Denmark was a pioneer in developing commercial wind power during the 1970s, and today a substantial share of the wind turbines around the world are produced by Danish manufacturers such as Vestas and Siemens Wind Power along with many component suppliers. Wind power produced the equivalent of 42.1% of Denmark's total electricity consumption in 2015, increased from 33% in 2013, and 39% in 2014. In 2012 the Danish government adopted a plan to increase the share of electricity production from wind to 50% by 2020, and to 84% in 2035. Denmark had the 6th best energy security in the world in 2014.

Contents

History

Danish inventor Poul la Cour experimented, taught and constructed wind power subjects around the year 1900.

As concerns over global warming grew in the 1980s, Denmark found itself with relatively high carbon dioxide emissions per capita, primarily due to the coal-fired electrical power plants that had become the norm after the 1973 and 1979 energy crises. Renewable energy became the natural choice for Denmark, decreasing both dependence on other countries for energy and global warming pollution.

Many countries tried to subsidize green technology such as wind power, and most failed to make a viable industry. The Danish system was an exception, providing 30% of initial capital cost in the early years which was gradually reduced to zero, but still maintaining a feed-in tariff. The capital cost subsidy was reduced to 20% in June 1985, when wind turbines received DKK 50 million per year. Other renewable energy forms received 37 million. The research institution Teknologisk Institut identified many specific improvement needs, pushing development from ad hoc to systemized solutions.

On 29 March 1985, one year before the Chernobyl disaster, the Danes passed a law forbidding the construction of nuclear power plants. In the process the Danish grassroots movement had a substantial role. The Danish Anti-nuclear Movement's (OOA) smiling-sun logo "Atomkraft, Nej Tak" ("Nuclear Power, No Thanks") spread worldwide, and the renewable alternatives were promoted by the Danish Organisation for Renewable Energy (OVE).

Denmark adopted a target of cutting carbon emissions by 22% from 1988 levels by 2005. Planning of wind power was deliberately streamlined by authorities in order to minimize hurdles.

Danish district heating plants use 100 Petajoule/year, but little of this consumption is from 180MW of electrode boilers installed in powerplants or 37MW of large heat pumps. The boilers are only used to soak up the powerplant's own electricity when prices are negative, to avoid paying tax. Expansion of wind powered district heating is calculated to be economically efficient without taxes.

• • •

**WRITTEN EXERCISE:** In the text on Danish wind power, what share of initial capital cost did the Danish system cover in the early years?

**DATA LINES:**
• • •

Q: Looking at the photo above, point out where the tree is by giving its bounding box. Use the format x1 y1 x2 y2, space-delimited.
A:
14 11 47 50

• • •

**OUTPUT BELOW:** 30%